Point placement records:
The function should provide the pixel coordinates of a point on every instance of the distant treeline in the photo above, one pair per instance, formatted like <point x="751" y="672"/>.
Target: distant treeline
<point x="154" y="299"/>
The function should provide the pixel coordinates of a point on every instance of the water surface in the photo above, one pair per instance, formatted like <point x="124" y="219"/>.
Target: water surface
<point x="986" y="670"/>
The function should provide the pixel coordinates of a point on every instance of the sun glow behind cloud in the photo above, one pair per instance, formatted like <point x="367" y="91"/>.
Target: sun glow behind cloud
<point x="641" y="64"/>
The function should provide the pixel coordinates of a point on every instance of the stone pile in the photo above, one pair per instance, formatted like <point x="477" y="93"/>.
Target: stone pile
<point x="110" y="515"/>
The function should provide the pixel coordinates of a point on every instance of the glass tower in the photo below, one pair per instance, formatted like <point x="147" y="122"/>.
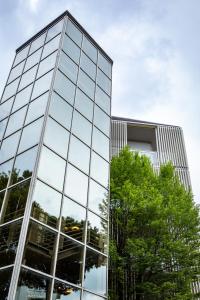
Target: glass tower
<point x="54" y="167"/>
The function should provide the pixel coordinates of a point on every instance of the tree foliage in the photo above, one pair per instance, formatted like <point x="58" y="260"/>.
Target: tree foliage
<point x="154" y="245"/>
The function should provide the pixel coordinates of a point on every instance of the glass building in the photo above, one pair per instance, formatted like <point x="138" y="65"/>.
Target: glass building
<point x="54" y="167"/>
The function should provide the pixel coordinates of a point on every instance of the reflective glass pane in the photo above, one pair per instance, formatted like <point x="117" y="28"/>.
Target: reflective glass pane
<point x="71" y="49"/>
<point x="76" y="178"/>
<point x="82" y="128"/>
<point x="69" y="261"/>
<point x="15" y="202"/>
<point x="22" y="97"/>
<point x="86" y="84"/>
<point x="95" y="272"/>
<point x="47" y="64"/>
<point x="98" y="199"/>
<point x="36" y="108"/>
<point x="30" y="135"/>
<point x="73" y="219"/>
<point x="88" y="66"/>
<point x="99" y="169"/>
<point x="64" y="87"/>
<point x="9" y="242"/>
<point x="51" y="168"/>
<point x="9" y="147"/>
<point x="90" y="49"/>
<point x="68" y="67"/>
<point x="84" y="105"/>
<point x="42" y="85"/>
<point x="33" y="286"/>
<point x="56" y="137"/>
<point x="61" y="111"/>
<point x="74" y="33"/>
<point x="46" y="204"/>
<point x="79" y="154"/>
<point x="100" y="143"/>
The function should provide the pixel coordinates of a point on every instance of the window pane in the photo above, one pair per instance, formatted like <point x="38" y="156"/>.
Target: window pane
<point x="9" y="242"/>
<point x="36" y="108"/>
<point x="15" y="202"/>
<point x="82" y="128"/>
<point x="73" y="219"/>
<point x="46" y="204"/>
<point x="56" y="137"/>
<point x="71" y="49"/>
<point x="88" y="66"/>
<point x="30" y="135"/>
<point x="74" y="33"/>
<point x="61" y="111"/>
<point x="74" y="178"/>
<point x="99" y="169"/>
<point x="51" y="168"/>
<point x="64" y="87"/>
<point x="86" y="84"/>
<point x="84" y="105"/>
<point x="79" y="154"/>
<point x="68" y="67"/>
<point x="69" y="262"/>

> _AIM_
Return every line from the one holding "of the window" through the end of the data, exactly as it appears, with both ends kept and nothing else.

> _EXERCISE RESPONSE_
The function should provide the pixel coordinates of a point on every instance of the window pane in the photo above, one pair per instance, formatted like <point x="38" y="156"/>.
Target: window pane
<point x="9" y="242"/>
<point x="36" y="108"/>
<point x="15" y="202"/>
<point x="82" y="128"/>
<point x="73" y="219"/>
<point x="46" y="204"/>
<point x="56" y="137"/>
<point x="71" y="49"/>
<point x="88" y="66"/>
<point x="30" y="135"/>
<point x="74" y="33"/>
<point x="61" y="111"/>
<point x="74" y="178"/>
<point x="99" y="169"/>
<point x="51" y="168"/>
<point x="64" y="87"/>
<point x="86" y="84"/>
<point x="84" y="105"/>
<point x="79" y="154"/>
<point x="68" y="67"/>
<point x="69" y="262"/>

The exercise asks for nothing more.